* TEXTE PROPOSÉ *
○ ○ ○

2 mai 2020

Capital

Deux visions des salaires s'affrontent: constituent-ils la rémunération du travail acceptée par les employeurs ou la part gardée par les salariés sur la richesse qu'ils ont créée? Jusqu'à présent, c'est la première vision qui s'est imposée. Mais, en tant que citoyen (abandon de recettes fiscales) comme en tant que salarié (abandon de cotisation sociales), la plupart d'entre nous a tellement contribué aux aides à l'entreprise et à leur compétitivité que le pouvoir accompagnant la propriété du capital a perdu de son sens.

Le capital n'a pas besoin du capitalisme pour être nécessaire.

Il est loin le temps où le travailleur produisait lui-même ses outils. Aujourd'hui, pour travailler, nous avons besoin de bâtiments, de machines, de trésorerie, etc.: les actifs. Et il faut de l'argent pour constituer ces outils: le capital.

Il est loin le temps où le travailleur travaillait seul. Aujourd'hui, pour travailler, nous nous intégrons dans un collectif de travail (CT*) qui peut réunir de nombreux salariés aux métiers très différents et avoir des structures très complexes mélangeant des relations hiérarchiques et en réseaux.

La vision capitaliste du travail

Le code civil de 1804
C'est la vision portée sur le travail qui constitue le capitalisme: la vision "capitaliste" considère le travail comme donné par celui qui est à l'origine les actifs. cette vision a été coulée dans le code civil de Napoléon 1er (1804) : titre 9, chapitre 1er, article 1832 - "La société est un contrat par lequel deux ou plusieurs personnes conviennent de mettre quelque chose en commun, dans la vue de partager le bénéfice qui pourra en résulter."

Le lieu d'exercice du travail est l'entreprise. Seule la société d'actionnaires (SA**) a une existence juridique (droit des sociétés) toujours définie par cet article. Sa mission est claire: partager le bénéfice entre ses membres selon le portefeuille de chacun. Pas question d'intérêt général!

La société d’actionnaires contracte avec ses fournisseurs, ces clients et ses salariés pour générer un chiffre d’affaires qui lui permet de conforter les actifs de l’entreprise et rémunérer ses actionnaires. Elle fournit les biens commercialise ou les services qu'elle rend et rémunère ses fournisseurs et ses salariés.

○ ○ ○

* OBJECTIF *
Réécrivez le passage du texte sur le capital allant de « Deux visions des » jusqu'à « de son sens. », en changeant « employeurs » en « entreprises ».

○ ○ ○

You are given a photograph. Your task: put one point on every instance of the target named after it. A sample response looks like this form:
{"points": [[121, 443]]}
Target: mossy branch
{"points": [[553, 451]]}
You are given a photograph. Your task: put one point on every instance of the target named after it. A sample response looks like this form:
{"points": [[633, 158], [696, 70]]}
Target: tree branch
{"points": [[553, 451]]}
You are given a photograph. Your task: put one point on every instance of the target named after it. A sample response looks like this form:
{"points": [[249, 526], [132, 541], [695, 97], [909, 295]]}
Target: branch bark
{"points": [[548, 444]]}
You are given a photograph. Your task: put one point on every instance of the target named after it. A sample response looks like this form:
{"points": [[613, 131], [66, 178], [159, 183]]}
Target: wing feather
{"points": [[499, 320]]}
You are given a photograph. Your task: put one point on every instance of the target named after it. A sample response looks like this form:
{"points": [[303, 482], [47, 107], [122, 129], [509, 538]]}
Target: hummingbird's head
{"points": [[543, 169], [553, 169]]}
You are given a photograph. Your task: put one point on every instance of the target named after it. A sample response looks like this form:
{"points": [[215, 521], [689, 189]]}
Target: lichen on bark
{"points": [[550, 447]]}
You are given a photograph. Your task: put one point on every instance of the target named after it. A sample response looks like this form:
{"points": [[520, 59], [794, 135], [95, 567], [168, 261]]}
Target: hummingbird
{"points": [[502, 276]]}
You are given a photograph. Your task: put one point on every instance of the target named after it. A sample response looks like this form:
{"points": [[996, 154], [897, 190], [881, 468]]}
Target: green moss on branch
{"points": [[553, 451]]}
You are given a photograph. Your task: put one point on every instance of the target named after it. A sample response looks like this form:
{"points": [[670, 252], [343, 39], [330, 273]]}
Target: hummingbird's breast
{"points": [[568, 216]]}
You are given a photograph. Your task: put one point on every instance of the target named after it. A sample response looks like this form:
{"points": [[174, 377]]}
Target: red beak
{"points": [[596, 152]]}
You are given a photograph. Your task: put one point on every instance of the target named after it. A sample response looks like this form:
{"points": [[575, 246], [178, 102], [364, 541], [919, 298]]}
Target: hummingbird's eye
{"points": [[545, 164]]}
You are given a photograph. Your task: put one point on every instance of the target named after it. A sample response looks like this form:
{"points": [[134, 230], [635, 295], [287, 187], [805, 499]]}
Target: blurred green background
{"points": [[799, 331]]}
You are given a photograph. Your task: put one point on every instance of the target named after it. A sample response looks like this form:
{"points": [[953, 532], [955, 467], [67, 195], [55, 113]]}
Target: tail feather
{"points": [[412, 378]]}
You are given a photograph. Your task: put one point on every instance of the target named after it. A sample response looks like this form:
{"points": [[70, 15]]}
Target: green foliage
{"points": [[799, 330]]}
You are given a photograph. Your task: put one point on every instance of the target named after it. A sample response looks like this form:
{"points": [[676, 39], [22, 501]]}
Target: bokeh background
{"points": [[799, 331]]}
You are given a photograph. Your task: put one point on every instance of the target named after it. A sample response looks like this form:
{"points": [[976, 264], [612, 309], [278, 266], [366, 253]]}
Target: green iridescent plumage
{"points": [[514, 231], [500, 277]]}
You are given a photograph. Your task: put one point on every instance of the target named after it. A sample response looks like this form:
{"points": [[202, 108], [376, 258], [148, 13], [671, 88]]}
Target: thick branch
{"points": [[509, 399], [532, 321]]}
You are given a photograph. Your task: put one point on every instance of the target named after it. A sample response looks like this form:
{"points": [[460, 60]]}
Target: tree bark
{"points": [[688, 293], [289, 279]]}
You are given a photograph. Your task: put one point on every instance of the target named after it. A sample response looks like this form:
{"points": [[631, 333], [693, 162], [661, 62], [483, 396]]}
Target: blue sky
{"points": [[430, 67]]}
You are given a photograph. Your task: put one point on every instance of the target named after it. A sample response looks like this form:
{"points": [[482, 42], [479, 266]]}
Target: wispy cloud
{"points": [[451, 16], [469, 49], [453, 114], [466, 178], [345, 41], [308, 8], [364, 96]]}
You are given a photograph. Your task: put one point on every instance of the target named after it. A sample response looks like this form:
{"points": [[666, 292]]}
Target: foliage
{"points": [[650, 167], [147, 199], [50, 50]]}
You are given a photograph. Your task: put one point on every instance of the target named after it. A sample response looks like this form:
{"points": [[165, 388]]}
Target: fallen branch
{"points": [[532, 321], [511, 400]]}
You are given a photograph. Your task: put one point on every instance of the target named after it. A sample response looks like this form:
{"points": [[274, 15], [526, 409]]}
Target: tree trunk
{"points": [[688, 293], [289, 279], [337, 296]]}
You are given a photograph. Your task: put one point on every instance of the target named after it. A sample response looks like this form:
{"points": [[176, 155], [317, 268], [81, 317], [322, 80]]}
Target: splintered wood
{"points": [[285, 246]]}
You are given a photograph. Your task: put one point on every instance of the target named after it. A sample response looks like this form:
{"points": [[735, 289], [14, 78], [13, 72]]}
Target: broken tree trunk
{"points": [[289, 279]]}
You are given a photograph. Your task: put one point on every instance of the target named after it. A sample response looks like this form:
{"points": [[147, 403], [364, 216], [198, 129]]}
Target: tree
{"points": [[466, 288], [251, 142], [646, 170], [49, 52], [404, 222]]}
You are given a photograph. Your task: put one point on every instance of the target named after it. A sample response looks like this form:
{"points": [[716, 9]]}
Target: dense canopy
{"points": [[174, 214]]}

○ ○ ○

* CORRIGÉ *
Deux visions des salaires s'affrontent: constituent-ils la rémunération du travail acceptée par les entreprises ou la part gardée par les salariés sur la richesse qu'ils ont créée? Jusqu'à présent, c'est la première vision qui s'est imposée. Mais, en tant que citoyen (abandon de recettes fiscales) comme en tant que salarié (abandon de cotisation sociales), la plupart d'entre nous a tellement contribué aux aides à l'entreprise et à leur compétitivité que le pouvoir accompagnant la propriété du capital a perdu de son sens.